==== Records supplied ====
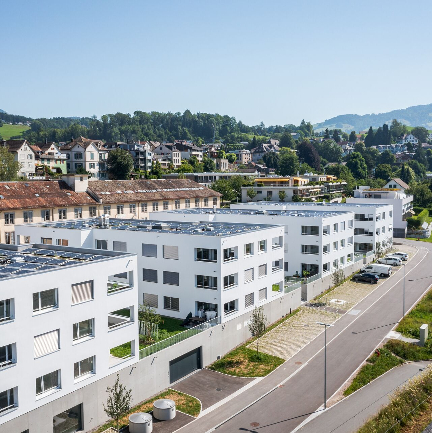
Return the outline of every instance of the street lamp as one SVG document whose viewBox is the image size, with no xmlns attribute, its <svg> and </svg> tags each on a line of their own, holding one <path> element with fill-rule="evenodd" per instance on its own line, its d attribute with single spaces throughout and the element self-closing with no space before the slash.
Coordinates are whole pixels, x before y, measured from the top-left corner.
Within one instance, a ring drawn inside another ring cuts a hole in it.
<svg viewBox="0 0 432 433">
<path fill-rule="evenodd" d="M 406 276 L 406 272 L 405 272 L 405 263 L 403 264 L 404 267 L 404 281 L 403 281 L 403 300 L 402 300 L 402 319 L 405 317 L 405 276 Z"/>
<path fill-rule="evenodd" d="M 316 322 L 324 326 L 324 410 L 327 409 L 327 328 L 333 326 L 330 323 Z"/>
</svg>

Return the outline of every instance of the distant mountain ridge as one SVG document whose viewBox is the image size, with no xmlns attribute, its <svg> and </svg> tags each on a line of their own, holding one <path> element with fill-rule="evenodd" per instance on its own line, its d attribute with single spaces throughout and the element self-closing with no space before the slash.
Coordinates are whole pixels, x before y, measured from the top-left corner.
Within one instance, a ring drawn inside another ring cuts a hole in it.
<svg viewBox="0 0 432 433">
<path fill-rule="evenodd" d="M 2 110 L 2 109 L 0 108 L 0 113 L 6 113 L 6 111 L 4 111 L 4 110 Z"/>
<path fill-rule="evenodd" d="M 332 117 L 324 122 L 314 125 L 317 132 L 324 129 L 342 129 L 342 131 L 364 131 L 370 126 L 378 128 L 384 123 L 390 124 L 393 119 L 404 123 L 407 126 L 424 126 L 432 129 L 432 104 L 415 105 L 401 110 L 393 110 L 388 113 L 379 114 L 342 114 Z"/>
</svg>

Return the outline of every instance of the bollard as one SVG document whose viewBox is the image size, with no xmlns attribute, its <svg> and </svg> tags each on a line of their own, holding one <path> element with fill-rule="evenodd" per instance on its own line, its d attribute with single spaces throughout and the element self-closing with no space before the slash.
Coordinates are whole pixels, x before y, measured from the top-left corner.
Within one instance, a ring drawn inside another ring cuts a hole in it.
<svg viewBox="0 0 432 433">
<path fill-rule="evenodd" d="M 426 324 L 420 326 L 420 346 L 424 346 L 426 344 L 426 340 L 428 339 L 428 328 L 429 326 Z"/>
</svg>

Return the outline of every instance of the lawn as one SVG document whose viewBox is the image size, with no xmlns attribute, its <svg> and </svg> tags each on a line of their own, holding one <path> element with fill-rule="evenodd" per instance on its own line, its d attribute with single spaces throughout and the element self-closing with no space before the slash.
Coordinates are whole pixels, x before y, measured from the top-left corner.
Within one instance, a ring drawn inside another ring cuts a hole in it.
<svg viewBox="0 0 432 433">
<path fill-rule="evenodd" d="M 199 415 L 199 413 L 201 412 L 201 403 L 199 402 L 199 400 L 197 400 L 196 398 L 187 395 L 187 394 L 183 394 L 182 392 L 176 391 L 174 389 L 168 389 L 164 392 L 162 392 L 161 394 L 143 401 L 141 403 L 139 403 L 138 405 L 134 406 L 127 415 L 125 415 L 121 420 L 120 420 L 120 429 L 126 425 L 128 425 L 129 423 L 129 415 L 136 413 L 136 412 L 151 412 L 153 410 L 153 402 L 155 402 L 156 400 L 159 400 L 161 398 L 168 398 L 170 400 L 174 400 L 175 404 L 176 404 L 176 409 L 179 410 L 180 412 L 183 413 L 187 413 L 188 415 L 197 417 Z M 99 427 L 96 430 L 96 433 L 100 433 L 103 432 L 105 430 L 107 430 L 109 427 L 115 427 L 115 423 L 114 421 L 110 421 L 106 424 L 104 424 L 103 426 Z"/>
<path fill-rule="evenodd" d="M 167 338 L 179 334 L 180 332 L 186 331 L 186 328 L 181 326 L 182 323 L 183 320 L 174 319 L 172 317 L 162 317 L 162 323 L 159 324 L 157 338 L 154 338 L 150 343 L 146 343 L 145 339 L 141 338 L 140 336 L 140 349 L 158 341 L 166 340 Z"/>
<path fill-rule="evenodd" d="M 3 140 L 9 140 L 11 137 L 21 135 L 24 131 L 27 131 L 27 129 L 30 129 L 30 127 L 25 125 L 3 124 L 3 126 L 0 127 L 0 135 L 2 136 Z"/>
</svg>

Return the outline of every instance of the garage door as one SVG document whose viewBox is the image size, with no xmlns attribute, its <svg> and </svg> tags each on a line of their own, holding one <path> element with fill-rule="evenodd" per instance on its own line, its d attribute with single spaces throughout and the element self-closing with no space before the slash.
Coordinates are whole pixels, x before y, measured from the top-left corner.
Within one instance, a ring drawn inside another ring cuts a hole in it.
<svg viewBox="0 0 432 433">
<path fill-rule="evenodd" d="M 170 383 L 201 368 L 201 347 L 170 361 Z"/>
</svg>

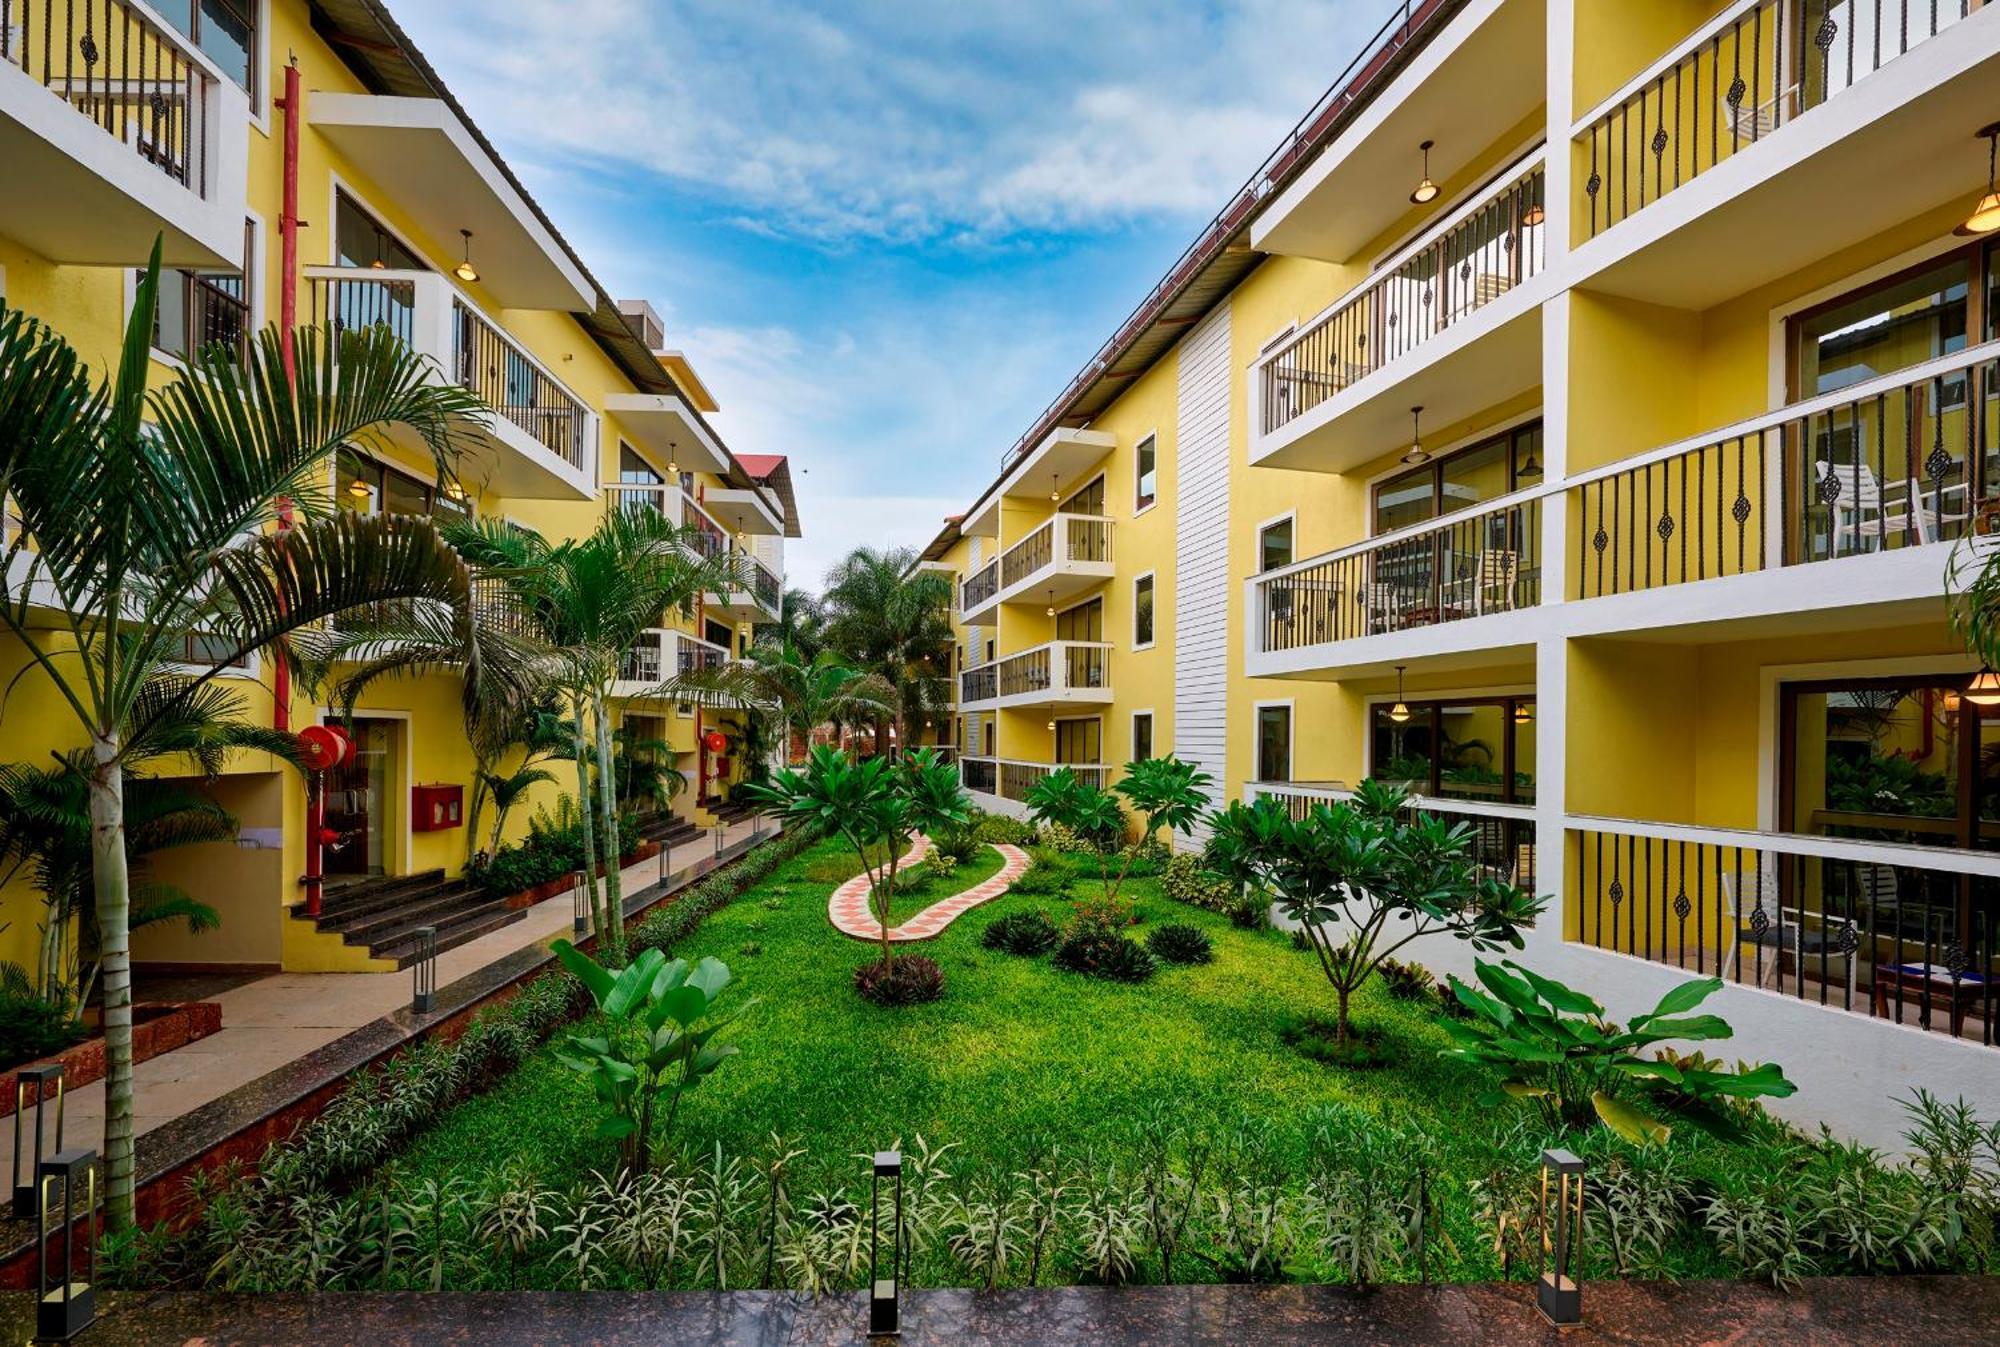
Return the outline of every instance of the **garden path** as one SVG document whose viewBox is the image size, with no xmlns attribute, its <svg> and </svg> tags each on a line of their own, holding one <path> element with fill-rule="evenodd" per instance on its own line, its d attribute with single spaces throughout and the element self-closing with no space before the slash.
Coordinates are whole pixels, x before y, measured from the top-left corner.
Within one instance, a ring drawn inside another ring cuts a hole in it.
====
Reproduce every record word for word. The copy must contain no pictures.

Exercise response:
Return the outline of every instance of the street lamp as one SVG document whose viewBox is the image size, with no xmlns attribute, its <svg> and </svg> tags each on a line of their own, holding one <path> element with fill-rule="evenodd" per instance on its own line, its d attribute with single spaces throughout and the element self-closing with no space before the slash.
Coordinates are whole pixels, x before y, measured from the top-left corner.
Within one instance, a ring drawn inside another ring cuts a hole in it.
<svg viewBox="0 0 432 433">
<path fill-rule="evenodd" d="M 406 276 L 406 272 L 405 272 L 405 263 L 403 264 L 404 267 L 404 281 L 403 281 L 403 300 L 402 300 L 402 319 L 405 317 L 405 276 Z"/>
<path fill-rule="evenodd" d="M 316 322 L 324 326 L 324 410 L 327 409 L 327 328 L 333 326 L 330 323 Z"/>
</svg>

Return the outline of every instance of the distant mountain ridge as one SVG document whose viewBox is the image size, with no xmlns attribute, its <svg> and </svg> tags each on a line of their own, holding one <path> element with fill-rule="evenodd" per instance on its own line, its d attribute with single spaces throughout and the element self-closing with no space before the slash.
Coordinates are whole pixels, x before y, measured from the top-left corner.
Within one instance, a ring drawn inside another ring cuts a hole in it.
<svg viewBox="0 0 432 433">
<path fill-rule="evenodd" d="M 2 110 L 2 109 L 0 108 L 0 113 L 6 113 L 6 111 L 4 111 L 4 110 Z"/>
<path fill-rule="evenodd" d="M 332 117 L 324 122 L 314 125 L 317 132 L 324 129 L 342 129 L 342 131 L 364 131 L 370 126 L 378 128 L 384 123 L 390 124 L 393 119 L 404 123 L 407 126 L 424 126 L 432 129 L 432 104 L 415 105 L 401 110 L 393 110 L 388 113 L 379 114 L 342 114 Z"/>
</svg>

Return the outline of every instance of the bollard as one SVG document whose viewBox is the image size, with no xmlns attribute, its <svg> and </svg> tags each on a line of their own, holding one <path> element with fill-rule="evenodd" per instance on its own line, its d attribute with single spaces throughout and the element self-closing with no space before the slash.
Coordinates are whole pixels, x before y, measured from the top-left corner.
Within one instance, a ring drawn inside another ring cuts a hole in it.
<svg viewBox="0 0 432 433">
<path fill-rule="evenodd" d="M 426 324 L 420 326 L 420 346 L 424 346 L 426 344 L 426 340 L 428 339 L 428 328 L 429 326 Z"/>
</svg>

Return the outline of every instance of the lawn as one SVG document whose viewBox is the image size, with no xmlns attribute, its <svg> and </svg> tags each on a line of their own, holding one <path> element with fill-rule="evenodd" per instance on its own line, its d attribute with single spaces throughout and the element self-closing with no space before the slash.
Coordinates are whole pixels, x before y, measured from the top-left corner.
Within one instance, a ring drawn inside another ring cuts a hole in it.
<svg viewBox="0 0 432 433">
<path fill-rule="evenodd" d="M 199 415 L 199 413 L 201 412 L 201 403 L 199 402 L 199 400 L 197 400 L 196 398 L 187 395 L 187 394 L 183 394 L 182 392 L 176 391 L 174 389 L 168 389 L 164 392 L 162 392 L 161 394 L 143 401 L 141 403 L 139 403 L 138 405 L 134 406 L 127 415 L 125 415 L 121 420 L 120 420 L 120 429 L 126 425 L 128 425 L 129 423 L 129 415 L 136 413 L 136 412 L 151 412 L 153 410 L 153 402 L 155 402 L 156 400 L 159 400 L 161 398 L 168 398 L 170 400 L 174 400 L 175 404 L 176 404 L 176 409 L 179 410 L 180 412 L 183 413 L 187 413 L 188 415 L 197 417 Z M 99 427 L 96 430 L 96 433 L 100 433 L 103 432 L 105 430 L 107 430 L 109 427 L 115 427 L 115 423 L 114 421 L 110 421 L 106 424 L 104 424 L 103 426 Z"/>
<path fill-rule="evenodd" d="M 167 338 L 179 334 L 180 332 L 186 331 L 186 328 L 181 326 L 182 323 L 183 320 L 174 319 L 172 317 L 162 317 L 162 323 L 159 324 L 157 338 L 154 338 L 150 343 L 146 343 L 145 339 L 141 338 L 140 336 L 140 349 L 158 341 L 166 340 Z"/>
<path fill-rule="evenodd" d="M 3 140 L 9 140 L 11 137 L 21 135 L 24 131 L 27 131 L 27 129 L 30 129 L 30 127 L 25 125 L 3 124 L 3 126 L 0 127 L 0 135 L 2 136 Z"/>
</svg>

Return the outline of every instance of the garage door as one SVG document whose viewBox is the image size, with no xmlns attribute, its <svg> and </svg> tags each on a line of their own, holding one <path> element with fill-rule="evenodd" per instance on its own line, its d attribute with single spaces throughout and the element self-closing with no space before the slash.
Coordinates are whole pixels, x before y, measured from the top-left corner.
Within one instance, a ring drawn inside another ring cuts a hole in it.
<svg viewBox="0 0 432 433">
<path fill-rule="evenodd" d="M 170 383 L 201 368 L 201 347 L 170 361 Z"/>
</svg>

Return the outline of every instance of the **garden path** as one SVG document whose viewBox is the image size, with no xmlns attribute, its <svg> and </svg> tags each on a line of their own, holding one <path> element with fill-rule="evenodd" per instance on its own line, its d attribute with single spaces throughout and the element self-closing with no space before the slash.
Coordinates are whole pixels, x before y, measured from the top-left corner.
Within one instance, a ring drawn inside another ring cuts a hole in it.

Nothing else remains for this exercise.